• [TASK REQUIREMENTS]: Search the entries for the word "pixels" and copy each line that has it.

• [Stored items from a collection]:
━━━━━━━━━━━━━━━━━━━━━━━━━━━━━━
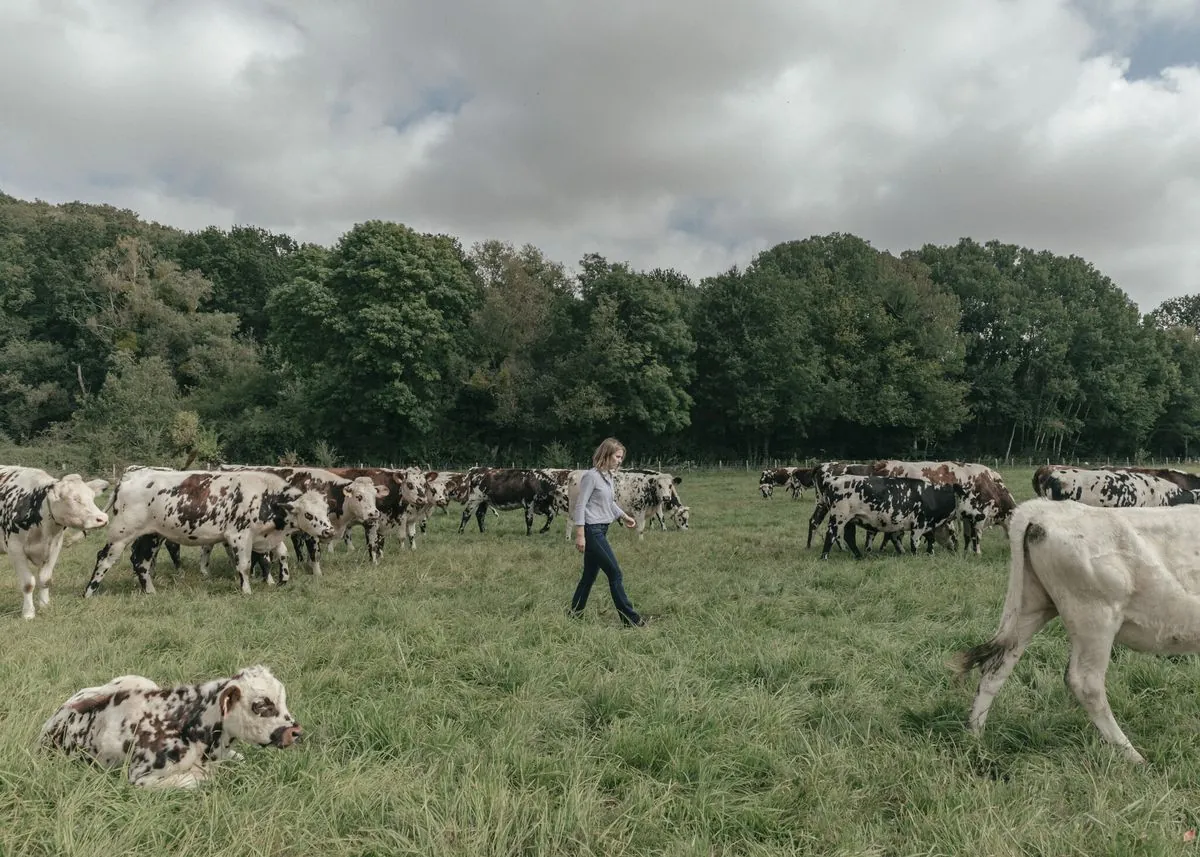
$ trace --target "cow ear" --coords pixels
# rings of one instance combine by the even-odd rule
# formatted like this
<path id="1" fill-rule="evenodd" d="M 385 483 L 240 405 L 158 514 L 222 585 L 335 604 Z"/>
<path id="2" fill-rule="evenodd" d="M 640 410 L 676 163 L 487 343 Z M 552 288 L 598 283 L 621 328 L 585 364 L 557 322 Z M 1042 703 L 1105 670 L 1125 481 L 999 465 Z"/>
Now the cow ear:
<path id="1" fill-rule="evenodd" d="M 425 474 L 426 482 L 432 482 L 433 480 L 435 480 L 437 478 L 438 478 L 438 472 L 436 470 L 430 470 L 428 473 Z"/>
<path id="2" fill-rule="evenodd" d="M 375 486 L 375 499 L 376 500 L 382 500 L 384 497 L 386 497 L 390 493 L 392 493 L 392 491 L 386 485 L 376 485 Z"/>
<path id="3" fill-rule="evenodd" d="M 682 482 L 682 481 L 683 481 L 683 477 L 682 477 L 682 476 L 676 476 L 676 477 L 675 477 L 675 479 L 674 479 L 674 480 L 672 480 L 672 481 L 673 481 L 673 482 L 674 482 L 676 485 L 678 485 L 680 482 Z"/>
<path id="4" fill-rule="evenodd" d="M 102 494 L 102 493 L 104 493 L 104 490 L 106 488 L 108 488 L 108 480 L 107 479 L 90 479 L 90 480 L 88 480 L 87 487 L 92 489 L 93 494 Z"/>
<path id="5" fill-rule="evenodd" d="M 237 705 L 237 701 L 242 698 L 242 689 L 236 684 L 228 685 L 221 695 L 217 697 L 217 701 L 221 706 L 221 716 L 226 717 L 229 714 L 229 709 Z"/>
━━━━━━━━━━━━━━━━━━━━━━━━━━━━━━
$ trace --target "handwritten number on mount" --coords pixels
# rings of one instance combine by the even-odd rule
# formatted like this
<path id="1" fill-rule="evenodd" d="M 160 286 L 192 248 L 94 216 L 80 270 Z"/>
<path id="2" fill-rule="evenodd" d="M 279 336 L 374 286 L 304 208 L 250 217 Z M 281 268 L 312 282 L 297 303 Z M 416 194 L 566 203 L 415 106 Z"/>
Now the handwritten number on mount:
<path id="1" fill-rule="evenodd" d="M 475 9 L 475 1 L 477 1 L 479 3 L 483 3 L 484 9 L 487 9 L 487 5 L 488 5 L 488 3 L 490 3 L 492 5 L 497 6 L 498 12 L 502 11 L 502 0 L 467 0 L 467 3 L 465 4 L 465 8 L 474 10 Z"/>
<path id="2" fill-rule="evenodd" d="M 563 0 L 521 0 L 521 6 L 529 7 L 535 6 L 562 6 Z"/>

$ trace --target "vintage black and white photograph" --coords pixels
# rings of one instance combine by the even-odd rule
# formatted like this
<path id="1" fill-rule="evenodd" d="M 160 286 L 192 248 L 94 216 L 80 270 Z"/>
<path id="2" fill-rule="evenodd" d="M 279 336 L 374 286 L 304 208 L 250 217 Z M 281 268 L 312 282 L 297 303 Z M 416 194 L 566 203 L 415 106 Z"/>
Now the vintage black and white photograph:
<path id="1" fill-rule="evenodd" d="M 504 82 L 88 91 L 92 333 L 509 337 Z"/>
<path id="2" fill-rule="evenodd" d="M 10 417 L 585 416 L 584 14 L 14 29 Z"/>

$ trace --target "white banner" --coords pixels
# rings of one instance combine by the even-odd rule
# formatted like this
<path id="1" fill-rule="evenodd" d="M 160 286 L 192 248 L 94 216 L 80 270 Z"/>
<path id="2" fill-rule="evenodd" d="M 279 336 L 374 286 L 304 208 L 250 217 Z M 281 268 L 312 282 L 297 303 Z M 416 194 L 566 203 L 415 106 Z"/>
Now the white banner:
━━━━━━━━━━━━━━━━━━━━━━━━━━━━━━
• [TASK OUTPUT]:
$ trace --target "cow ear" --coords pixels
$ trace --target "handwritten number on mount" --coords pixels
$ trace --target "vintage black and white photograph" --coords pixels
$ trace --target "white banner" --coords pixels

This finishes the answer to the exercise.